WHAT IS EXPECTED —
Retype the full article on selling crude oil in dollars, word for word.

PASSAGE SHOWN —
□ □ □ □ □
Selling Crude Oil in Dollars Unsustainable for Local Refineries, Says Oyarekhua

Selling Crude Oil in Dollars Unsustainable for Local Refineries, Says Oyarekhua

The Chairman of OPAC Refineries, Mr. Momoh Oyarekhua has said that selling crude oil in foreign currencies is not sustainable for local modular refineries in the country, thus calling for the sale of the products in Naira.

He made the call in a statement yesterday in response to the sudden drop in the price of crude oil in the international market due to the collapse in demand as a result of the coronavirus pandemic,
Oyarekhua maintained that the government “has a major role to play, first by ensuring the protection of the private refineries as that will enable the refineries to improve productivity.”

Calling on the federal government to adopt Naira for the sale of crude oil, OPAC’s chairman, also, noted that by doing so, local refineries would have enhanced capacity to meet existing local consumption demands and for optimal performance.
□ □ □ □ □
Dataset entries
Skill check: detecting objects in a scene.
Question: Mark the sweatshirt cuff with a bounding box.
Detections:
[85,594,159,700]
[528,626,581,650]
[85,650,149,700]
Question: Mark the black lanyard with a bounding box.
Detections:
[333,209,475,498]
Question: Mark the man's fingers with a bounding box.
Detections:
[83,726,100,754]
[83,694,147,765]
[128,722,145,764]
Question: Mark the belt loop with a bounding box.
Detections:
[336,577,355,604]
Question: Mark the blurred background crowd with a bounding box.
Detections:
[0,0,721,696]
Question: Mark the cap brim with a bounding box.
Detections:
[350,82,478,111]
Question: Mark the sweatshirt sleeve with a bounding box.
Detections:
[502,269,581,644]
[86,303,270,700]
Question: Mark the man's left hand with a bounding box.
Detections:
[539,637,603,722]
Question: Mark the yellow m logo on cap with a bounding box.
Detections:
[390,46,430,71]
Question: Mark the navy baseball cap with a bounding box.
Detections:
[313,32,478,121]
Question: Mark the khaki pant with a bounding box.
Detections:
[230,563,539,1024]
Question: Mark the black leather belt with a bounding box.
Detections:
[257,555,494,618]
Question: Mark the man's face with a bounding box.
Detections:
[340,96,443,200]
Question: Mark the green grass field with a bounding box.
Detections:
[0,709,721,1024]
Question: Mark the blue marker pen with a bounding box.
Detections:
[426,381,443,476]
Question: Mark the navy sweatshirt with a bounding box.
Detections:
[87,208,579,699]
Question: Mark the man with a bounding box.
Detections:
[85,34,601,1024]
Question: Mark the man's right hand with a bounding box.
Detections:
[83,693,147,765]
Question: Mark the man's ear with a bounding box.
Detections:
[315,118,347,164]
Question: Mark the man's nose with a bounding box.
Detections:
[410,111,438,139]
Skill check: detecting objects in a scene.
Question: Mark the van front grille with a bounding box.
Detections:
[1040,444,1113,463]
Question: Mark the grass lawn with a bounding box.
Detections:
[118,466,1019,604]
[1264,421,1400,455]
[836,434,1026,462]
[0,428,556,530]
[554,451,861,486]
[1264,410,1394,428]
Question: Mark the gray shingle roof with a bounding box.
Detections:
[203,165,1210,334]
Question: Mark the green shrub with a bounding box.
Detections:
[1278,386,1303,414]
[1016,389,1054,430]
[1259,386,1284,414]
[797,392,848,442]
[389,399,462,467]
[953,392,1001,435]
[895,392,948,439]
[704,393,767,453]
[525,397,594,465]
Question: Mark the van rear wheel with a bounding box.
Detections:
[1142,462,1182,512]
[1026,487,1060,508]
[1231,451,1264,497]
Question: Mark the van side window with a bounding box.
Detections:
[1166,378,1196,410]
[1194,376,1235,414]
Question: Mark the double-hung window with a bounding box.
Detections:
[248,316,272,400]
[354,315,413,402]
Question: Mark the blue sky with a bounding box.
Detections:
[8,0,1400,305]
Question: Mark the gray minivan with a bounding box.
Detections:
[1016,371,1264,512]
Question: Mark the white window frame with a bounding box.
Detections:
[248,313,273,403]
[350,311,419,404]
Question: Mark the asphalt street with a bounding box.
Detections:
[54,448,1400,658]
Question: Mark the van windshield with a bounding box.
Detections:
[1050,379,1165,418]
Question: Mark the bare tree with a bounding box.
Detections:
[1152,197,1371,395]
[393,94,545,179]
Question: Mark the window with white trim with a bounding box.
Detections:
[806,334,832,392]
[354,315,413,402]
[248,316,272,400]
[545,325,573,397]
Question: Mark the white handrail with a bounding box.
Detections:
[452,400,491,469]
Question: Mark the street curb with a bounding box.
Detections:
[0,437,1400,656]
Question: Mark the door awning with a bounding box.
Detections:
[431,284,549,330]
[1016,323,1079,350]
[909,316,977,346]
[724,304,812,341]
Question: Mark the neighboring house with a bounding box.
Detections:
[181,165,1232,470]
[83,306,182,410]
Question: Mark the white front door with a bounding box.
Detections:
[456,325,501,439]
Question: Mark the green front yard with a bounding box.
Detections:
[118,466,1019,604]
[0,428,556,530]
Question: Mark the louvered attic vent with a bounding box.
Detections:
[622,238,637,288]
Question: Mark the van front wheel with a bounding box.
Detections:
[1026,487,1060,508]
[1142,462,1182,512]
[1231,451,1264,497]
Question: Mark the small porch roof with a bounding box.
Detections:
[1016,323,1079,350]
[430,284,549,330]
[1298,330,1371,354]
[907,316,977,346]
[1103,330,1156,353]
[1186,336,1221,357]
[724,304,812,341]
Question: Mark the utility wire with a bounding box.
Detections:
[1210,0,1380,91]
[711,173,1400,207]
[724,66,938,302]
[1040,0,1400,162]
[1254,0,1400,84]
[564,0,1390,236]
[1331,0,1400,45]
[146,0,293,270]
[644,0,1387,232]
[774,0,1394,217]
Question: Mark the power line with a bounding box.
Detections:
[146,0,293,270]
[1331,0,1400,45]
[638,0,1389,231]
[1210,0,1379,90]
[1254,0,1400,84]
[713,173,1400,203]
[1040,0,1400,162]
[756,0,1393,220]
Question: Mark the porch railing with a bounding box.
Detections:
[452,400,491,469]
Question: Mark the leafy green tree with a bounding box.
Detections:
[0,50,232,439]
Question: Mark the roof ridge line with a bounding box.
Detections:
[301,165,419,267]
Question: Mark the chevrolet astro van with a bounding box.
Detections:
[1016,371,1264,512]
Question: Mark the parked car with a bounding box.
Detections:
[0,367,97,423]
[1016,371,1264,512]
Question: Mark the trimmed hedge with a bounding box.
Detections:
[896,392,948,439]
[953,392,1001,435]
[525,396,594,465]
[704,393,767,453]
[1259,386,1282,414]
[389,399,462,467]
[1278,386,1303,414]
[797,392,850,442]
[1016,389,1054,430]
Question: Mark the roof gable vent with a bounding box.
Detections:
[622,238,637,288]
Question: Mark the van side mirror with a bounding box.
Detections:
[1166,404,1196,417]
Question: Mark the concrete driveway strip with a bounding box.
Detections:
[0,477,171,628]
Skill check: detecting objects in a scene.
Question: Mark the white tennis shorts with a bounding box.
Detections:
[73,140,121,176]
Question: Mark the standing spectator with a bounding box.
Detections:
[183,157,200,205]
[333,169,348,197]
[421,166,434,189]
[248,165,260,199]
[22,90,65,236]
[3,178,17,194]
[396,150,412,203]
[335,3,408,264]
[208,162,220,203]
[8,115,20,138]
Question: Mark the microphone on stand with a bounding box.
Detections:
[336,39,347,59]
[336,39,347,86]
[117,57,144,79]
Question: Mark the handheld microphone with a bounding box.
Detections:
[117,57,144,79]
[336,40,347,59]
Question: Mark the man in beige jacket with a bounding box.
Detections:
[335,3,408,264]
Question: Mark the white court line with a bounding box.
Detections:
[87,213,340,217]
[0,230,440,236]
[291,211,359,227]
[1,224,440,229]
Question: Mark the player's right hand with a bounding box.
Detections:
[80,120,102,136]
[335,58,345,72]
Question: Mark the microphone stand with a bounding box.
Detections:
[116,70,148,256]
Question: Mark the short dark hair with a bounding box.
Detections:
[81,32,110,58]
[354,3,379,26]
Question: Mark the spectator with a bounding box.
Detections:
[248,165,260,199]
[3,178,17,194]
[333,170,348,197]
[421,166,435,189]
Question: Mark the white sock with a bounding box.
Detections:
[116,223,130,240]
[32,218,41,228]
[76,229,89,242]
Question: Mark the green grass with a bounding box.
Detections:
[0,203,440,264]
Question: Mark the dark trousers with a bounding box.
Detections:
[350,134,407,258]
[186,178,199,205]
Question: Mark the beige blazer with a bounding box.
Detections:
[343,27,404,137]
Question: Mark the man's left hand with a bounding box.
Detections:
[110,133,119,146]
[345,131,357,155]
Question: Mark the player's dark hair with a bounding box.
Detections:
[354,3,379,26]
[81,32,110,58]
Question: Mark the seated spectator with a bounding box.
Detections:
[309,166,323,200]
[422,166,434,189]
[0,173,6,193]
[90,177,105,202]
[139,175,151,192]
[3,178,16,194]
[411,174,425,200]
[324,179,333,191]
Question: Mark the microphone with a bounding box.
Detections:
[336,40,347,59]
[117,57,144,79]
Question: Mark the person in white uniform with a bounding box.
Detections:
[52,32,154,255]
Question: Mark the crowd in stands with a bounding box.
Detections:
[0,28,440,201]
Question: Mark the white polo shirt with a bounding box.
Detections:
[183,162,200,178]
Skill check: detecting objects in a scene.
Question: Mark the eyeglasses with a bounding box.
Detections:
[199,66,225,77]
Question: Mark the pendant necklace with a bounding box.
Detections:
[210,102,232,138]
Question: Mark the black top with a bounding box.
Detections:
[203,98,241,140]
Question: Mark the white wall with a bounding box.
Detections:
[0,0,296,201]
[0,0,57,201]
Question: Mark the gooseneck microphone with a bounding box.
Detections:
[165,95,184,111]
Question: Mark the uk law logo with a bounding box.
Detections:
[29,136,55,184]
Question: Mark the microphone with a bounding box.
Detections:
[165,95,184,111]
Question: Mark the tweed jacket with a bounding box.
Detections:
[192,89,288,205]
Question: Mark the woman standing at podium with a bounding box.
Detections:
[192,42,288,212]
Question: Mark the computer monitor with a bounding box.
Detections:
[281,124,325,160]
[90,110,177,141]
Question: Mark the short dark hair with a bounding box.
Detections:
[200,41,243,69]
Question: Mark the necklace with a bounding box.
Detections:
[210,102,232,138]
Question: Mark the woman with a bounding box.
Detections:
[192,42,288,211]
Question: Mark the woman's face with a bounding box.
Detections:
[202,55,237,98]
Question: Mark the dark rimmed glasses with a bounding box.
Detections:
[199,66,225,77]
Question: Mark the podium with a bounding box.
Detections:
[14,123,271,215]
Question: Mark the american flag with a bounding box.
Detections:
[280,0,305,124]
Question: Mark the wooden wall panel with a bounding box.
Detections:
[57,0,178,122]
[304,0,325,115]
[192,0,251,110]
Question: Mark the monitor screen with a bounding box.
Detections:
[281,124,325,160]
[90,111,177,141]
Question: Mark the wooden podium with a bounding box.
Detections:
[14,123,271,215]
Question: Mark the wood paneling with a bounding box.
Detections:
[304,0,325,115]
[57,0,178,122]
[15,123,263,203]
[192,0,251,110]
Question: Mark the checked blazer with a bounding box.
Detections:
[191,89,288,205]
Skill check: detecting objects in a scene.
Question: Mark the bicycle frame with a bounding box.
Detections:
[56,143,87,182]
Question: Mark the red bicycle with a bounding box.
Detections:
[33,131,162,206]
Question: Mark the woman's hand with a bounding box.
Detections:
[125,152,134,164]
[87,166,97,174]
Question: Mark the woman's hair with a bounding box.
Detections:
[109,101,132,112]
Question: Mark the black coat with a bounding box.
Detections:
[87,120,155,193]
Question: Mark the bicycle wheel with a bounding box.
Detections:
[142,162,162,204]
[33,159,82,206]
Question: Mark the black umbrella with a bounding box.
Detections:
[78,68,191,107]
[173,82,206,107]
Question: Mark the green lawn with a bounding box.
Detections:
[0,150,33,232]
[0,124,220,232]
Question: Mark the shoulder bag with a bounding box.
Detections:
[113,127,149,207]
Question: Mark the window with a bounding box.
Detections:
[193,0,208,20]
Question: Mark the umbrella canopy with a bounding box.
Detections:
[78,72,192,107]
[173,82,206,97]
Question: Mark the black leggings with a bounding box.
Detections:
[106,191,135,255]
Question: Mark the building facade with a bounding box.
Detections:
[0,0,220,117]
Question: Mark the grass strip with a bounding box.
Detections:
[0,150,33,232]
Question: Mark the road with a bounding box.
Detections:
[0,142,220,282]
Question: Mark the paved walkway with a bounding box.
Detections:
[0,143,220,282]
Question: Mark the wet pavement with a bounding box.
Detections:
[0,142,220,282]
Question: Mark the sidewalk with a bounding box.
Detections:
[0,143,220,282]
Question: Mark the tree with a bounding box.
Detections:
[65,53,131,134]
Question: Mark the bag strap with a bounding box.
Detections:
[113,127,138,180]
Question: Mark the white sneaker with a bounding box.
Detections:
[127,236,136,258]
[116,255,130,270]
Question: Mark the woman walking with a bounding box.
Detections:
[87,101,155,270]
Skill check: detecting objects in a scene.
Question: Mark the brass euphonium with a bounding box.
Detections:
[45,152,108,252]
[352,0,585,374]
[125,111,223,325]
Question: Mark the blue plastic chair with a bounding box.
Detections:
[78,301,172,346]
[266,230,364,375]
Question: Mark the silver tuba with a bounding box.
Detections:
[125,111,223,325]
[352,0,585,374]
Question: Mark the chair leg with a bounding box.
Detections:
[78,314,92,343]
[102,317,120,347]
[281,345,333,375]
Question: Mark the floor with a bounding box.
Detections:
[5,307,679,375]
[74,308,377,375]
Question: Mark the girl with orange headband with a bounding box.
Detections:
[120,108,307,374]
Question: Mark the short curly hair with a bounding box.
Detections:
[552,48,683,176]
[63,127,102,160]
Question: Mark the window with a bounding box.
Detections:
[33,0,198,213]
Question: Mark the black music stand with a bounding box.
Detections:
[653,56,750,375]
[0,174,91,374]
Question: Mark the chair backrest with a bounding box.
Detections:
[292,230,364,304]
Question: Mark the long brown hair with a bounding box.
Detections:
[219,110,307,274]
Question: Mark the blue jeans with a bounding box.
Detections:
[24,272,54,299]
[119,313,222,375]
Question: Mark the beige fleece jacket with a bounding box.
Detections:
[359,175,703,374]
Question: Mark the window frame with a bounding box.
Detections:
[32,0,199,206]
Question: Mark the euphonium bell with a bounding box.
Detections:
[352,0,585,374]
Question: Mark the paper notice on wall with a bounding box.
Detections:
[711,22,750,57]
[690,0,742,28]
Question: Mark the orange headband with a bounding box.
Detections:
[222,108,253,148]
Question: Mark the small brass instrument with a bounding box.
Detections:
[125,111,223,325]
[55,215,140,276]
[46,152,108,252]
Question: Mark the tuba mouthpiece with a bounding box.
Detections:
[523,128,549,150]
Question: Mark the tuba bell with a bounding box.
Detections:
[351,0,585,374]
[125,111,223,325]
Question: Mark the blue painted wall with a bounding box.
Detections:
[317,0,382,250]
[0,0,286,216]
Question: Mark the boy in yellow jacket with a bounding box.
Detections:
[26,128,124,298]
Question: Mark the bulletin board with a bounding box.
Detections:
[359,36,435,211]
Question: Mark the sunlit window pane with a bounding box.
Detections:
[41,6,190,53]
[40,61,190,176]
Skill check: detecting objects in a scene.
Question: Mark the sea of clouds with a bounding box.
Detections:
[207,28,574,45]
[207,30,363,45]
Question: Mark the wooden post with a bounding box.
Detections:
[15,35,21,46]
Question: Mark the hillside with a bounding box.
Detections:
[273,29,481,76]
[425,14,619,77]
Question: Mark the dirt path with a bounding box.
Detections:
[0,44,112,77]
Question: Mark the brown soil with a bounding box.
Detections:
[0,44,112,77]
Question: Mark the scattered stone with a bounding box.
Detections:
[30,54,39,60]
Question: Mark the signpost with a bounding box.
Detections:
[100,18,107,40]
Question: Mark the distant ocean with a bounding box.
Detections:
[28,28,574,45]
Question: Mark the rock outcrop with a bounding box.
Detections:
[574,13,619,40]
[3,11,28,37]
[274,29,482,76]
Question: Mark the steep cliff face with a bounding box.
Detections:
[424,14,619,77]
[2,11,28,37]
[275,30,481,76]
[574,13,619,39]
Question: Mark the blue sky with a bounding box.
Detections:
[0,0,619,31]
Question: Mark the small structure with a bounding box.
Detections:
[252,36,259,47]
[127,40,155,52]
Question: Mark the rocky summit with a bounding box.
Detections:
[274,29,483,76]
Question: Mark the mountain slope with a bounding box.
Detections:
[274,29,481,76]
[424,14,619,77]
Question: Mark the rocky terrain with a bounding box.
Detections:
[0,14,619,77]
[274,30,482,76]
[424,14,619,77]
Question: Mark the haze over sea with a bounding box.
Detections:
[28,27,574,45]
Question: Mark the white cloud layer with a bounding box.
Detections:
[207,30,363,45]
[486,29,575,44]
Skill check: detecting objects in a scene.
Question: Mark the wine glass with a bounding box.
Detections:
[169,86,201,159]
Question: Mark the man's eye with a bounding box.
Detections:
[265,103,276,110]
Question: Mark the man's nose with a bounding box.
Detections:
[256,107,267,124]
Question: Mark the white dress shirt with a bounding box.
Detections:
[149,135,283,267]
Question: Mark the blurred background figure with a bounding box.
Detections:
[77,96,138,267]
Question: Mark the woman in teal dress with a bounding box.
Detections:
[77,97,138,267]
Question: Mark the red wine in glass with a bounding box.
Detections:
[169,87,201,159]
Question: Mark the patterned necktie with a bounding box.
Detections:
□ □ □ □ □
EXPECTED ANSWER —
Selling Crude Oil in Dollars Unsustainable for Local Refineries, Says Oyarekhua

Selling Crude Oil in Dollars Unsustainable for Local Refineries, Says Oyarekhua

The Chairman of OPAC Refineries, Mr. Momoh Oyarekhua has said that selling crude oil in foreign currencies is not sustainable for local modular refineries in the country, thus calling for the sale of the products in Naira.

He made the call in a statement yesterday in response to the sudden drop in the price of crude oil in the international market due to the collapse in demand as a result of the coronavirus pandemic,
Oyarekhua maintained that the government “has a major role to play, first by ensuring the protection of the private refineries as that will enable the refineries to improve productivity.”

Calling on the federal government to adopt Naira for the sale of crude oil, OPAC’s chairman, also, noted that by doing so, local refineries would have enhanced capacity to meet existing local consumption demands and for optimal performance.